**REQUEST**
Which lines in the material below contain the word "white"? List every one of them, and count a match only when the case is the same.

**RECORDED INFORMATION**
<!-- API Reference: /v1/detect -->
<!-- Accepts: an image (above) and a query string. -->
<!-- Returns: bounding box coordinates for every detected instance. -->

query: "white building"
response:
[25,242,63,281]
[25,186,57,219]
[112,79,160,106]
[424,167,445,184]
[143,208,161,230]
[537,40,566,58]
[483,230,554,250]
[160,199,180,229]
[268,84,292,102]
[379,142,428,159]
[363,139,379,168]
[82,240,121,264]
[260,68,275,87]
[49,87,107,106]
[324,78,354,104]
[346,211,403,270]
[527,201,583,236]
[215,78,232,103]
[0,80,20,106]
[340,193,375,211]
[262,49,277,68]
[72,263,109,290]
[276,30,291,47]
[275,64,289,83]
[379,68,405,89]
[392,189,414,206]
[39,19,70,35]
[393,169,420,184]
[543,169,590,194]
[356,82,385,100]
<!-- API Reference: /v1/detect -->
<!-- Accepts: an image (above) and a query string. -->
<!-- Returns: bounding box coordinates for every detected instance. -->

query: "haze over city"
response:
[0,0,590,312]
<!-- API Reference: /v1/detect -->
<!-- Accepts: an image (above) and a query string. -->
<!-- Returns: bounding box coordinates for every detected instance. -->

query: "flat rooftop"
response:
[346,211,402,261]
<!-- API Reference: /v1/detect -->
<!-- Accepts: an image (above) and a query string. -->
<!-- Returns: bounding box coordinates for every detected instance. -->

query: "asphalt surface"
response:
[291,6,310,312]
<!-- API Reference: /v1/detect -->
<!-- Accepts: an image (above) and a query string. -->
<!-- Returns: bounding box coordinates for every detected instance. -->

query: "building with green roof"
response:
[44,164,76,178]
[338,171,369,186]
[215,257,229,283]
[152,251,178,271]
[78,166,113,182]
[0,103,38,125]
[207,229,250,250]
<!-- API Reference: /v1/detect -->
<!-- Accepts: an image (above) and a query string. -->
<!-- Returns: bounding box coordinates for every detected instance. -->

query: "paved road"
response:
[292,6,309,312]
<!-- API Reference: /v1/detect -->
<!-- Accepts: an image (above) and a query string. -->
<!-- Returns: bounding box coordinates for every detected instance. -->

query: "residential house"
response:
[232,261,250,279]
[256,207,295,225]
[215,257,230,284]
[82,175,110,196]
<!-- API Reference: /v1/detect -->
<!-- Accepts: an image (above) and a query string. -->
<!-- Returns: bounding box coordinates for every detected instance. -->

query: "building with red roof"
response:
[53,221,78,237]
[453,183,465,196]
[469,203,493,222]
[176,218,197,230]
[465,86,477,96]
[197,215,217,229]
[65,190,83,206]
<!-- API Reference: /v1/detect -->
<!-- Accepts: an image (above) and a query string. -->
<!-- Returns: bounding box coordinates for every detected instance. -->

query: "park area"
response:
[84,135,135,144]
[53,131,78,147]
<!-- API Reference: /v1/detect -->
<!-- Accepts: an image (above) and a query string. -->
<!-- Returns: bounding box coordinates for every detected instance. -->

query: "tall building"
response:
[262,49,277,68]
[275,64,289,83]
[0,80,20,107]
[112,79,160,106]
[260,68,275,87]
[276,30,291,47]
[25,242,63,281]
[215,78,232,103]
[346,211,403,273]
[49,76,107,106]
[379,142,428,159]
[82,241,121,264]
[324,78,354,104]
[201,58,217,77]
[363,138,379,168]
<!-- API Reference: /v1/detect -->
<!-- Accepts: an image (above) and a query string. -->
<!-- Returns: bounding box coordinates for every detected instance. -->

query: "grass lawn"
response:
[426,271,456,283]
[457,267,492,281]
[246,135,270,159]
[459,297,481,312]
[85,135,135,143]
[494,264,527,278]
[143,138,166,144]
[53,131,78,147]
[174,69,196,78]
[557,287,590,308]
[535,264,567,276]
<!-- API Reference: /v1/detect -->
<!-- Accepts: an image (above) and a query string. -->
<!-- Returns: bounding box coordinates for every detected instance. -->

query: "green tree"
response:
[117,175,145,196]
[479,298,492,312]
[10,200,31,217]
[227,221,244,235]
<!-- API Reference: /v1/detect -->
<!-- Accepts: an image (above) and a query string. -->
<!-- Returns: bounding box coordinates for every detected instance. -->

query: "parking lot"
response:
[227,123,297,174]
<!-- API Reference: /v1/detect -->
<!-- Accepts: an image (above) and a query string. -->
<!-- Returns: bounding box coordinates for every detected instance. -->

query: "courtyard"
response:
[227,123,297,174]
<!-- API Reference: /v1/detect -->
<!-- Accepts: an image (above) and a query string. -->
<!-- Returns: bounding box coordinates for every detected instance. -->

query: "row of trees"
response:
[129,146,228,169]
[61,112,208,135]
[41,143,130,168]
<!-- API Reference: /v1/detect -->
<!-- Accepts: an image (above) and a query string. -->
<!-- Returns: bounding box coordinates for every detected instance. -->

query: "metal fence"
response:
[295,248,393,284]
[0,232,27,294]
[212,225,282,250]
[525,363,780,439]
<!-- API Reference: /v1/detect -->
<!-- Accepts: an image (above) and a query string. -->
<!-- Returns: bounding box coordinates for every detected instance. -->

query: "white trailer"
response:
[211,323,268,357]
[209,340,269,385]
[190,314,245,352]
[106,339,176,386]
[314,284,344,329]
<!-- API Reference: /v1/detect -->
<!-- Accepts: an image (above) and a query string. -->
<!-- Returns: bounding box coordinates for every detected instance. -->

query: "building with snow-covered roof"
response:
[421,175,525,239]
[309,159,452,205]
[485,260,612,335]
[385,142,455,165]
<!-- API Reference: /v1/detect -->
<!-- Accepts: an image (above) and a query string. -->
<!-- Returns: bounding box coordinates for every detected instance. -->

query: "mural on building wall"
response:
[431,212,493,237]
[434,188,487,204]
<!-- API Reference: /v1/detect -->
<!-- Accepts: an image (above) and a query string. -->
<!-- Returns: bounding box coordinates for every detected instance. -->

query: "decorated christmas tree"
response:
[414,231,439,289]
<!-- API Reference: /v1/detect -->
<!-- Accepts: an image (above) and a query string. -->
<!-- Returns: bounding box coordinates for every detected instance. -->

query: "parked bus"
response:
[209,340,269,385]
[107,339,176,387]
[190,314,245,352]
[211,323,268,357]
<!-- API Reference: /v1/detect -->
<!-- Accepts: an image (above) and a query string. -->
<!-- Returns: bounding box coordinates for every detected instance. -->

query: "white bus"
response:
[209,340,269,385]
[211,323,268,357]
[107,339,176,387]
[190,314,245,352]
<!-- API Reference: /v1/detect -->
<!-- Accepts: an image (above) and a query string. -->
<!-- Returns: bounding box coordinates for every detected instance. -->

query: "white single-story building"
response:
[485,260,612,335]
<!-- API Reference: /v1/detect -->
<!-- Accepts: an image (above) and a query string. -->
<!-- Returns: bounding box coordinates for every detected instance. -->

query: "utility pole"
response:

**RESPONSE TO THIS EXERCISE**
query: "white building"
query: "white trailer"
query: "white bus"
query: "white single-story building"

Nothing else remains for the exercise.